7. In addition to the addresses of each defendant’s counsel under Article 24(h), one counsel representing all the defendants will be permitted to address the Tribunal on legal issues arising out of the Indictment and the Charter which are common to all defendants, but in making such address he will be held to strict compliance with Article 3 of the Charter. This address will take place at the conclusion of the presentation of all the evidence on behalf of the defendants, but must not last more than half a day. If possible, a copy of the written text of the address shall be delivered to the General Secretary in time to enable him to have translations made in the English, French, and Russian languages.

8. In exercising his right to make a statement to the Tribunal under Article 24(j), a defendant may not repeat matters which already have been the subject of evidence or already have been dealt with by his counsel when addressing the Court under Article 24(h), but will be limited to dealing with such additional matters as he may consider necessary before the judgment of the Tribunal is delivered and sentence pronounced.

Goal:
Print everything in the tribunal rules from "8. In exercising" down to "and sentence pronounced.".

Lines for identifying locations:
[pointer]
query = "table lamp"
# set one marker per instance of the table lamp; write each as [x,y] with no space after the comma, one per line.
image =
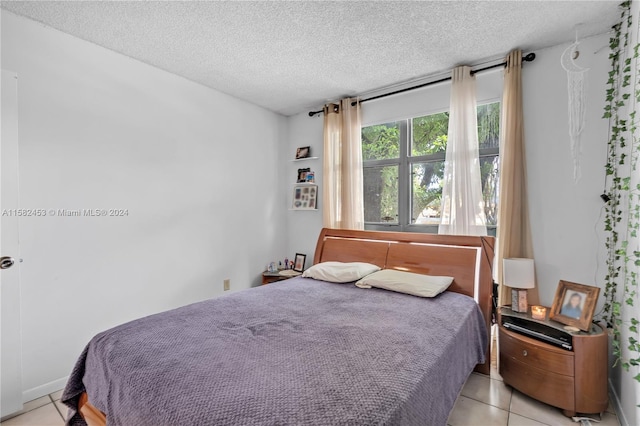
[519,274]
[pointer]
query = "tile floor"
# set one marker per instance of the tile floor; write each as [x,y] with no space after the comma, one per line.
[484,401]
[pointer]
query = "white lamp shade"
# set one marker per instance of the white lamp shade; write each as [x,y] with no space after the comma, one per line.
[518,273]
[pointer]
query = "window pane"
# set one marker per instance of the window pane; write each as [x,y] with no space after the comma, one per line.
[426,192]
[381,142]
[489,125]
[489,169]
[381,194]
[429,134]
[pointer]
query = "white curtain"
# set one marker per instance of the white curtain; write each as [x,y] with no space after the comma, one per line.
[462,204]
[343,199]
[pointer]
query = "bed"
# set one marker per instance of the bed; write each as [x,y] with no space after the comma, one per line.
[302,351]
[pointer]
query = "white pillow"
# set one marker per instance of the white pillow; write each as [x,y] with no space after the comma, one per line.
[406,282]
[339,272]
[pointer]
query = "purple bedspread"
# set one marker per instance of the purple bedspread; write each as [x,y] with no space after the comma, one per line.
[298,352]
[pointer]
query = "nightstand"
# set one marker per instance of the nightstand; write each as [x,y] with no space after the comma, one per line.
[272,277]
[541,359]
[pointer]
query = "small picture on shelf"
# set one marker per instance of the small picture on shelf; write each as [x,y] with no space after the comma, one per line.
[305,197]
[302,174]
[303,152]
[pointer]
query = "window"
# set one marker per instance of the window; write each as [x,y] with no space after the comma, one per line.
[404,168]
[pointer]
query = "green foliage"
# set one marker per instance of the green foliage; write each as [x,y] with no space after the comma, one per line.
[428,144]
[381,142]
[622,219]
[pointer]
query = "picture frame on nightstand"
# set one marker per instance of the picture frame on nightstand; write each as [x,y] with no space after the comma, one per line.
[574,304]
[299,261]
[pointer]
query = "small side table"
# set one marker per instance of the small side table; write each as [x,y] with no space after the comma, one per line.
[574,380]
[272,277]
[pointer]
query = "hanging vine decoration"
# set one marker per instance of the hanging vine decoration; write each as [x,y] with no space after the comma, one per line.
[622,220]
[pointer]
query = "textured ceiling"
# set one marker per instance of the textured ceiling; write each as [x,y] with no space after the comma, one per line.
[291,56]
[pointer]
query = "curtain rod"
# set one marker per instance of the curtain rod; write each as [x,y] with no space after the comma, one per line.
[528,58]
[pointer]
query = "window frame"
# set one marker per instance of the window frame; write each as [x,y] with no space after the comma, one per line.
[405,162]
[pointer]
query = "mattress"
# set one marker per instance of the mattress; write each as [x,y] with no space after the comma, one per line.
[297,352]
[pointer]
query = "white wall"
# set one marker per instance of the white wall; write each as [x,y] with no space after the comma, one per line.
[304,226]
[626,389]
[566,217]
[197,171]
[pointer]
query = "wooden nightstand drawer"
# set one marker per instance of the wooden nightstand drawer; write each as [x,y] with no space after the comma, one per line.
[553,389]
[532,352]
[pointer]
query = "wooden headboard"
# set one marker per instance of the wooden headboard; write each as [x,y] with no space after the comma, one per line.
[468,260]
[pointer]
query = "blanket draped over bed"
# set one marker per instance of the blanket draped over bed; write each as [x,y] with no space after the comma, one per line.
[299,352]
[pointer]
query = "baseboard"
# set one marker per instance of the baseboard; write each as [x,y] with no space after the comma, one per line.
[42,390]
[617,405]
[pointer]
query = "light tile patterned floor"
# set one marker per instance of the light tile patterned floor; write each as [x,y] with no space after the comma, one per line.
[485,401]
[45,411]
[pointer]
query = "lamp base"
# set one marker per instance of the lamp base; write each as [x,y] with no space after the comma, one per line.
[519,300]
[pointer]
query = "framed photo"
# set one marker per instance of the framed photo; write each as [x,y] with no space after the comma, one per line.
[574,304]
[302,174]
[303,152]
[305,197]
[298,264]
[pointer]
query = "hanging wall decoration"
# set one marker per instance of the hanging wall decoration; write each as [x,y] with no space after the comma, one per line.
[577,82]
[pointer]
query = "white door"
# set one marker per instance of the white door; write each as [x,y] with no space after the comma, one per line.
[10,341]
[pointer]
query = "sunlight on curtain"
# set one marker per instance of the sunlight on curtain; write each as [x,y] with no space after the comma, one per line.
[343,204]
[514,231]
[462,203]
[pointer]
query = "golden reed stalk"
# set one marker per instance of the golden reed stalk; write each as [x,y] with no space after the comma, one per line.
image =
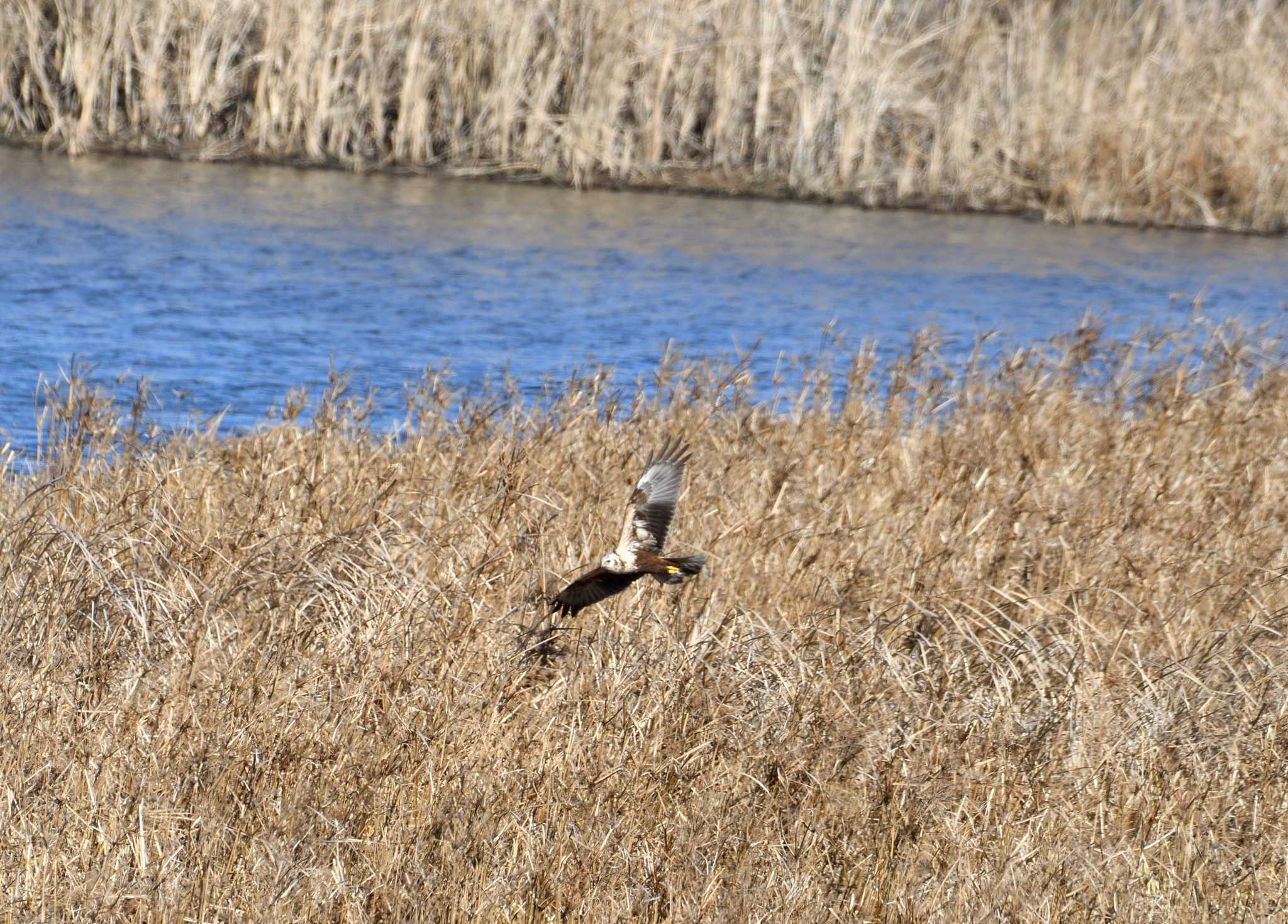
[989,642]
[1161,111]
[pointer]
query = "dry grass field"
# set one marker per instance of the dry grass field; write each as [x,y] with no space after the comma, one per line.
[1156,111]
[999,642]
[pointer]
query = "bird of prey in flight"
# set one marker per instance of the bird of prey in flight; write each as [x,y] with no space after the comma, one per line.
[648,518]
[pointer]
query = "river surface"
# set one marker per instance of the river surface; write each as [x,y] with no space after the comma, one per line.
[230,285]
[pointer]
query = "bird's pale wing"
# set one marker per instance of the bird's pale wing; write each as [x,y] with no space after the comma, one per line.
[652,505]
[591,588]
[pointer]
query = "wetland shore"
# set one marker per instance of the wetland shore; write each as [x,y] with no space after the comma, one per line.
[1155,113]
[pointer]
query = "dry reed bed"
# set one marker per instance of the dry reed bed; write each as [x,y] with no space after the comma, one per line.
[1160,111]
[1000,645]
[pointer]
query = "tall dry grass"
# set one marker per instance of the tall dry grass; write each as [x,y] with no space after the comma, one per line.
[992,644]
[1160,111]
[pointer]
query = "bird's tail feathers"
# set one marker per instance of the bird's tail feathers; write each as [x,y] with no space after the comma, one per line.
[684,568]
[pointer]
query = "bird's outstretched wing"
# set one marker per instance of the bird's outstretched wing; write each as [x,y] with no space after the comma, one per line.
[652,505]
[591,588]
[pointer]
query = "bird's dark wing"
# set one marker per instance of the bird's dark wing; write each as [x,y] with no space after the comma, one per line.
[591,588]
[652,505]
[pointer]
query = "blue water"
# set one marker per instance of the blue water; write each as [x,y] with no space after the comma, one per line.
[230,285]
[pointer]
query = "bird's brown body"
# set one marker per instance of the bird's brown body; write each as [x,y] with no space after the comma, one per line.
[648,519]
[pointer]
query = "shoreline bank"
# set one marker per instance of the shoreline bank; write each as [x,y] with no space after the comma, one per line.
[1155,116]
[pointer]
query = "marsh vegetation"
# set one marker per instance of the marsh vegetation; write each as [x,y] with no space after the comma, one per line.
[1150,111]
[988,641]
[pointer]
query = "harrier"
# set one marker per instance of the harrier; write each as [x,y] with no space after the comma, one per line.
[648,518]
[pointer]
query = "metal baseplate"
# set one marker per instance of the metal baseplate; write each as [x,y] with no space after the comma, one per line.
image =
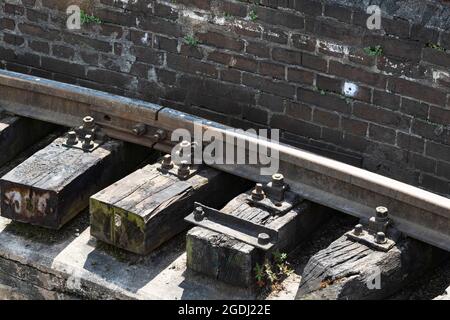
[246,231]
[84,137]
[378,234]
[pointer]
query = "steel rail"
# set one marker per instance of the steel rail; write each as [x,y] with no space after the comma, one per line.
[417,213]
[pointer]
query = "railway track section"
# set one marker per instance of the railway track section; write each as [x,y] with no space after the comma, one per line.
[102,210]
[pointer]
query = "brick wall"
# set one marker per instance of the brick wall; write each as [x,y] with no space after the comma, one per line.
[280,63]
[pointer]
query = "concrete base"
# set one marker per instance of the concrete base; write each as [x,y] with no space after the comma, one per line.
[68,264]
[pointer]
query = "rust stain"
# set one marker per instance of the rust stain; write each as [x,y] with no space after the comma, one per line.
[27,203]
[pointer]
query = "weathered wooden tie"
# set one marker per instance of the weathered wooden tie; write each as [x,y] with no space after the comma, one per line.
[148,207]
[16,134]
[54,184]
[370,262]
[227,245]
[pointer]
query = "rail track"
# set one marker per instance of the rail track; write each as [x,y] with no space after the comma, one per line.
[98,211]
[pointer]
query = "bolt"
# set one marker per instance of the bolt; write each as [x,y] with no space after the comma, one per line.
[263,238]
[277,180]
[382,213]
[159,135]
[258,193]
[139,129]
[183,169]
[199,214]
[167,163]
[380,238]
[87,143]
[71,138]
[88,122]
[358,230]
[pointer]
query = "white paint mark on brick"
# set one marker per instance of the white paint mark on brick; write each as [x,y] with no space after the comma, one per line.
[438,74]
[350,89]
[145,39]
[152,76]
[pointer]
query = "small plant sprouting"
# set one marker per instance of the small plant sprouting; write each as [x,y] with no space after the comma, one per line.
[435,47]
[191,40]
[86,18]
[227,16]
[253,15]
[259,275]
[374,51]
[272,271]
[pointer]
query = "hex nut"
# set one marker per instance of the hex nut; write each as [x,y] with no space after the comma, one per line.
[263,238]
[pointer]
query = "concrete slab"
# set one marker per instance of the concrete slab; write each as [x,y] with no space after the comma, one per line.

Response:
8. In exercising his right to make a statement to the Tribunal under Article 24(j), a defendant may not repeat matters which already have been the subject of evidence or already have been dealt with by his counsel when addressing the Court under Article 24(h), but will be limited to dealing with such additional matters as he may consider necessary before the judgment of the Tribunal is delivered and sentence pronounced.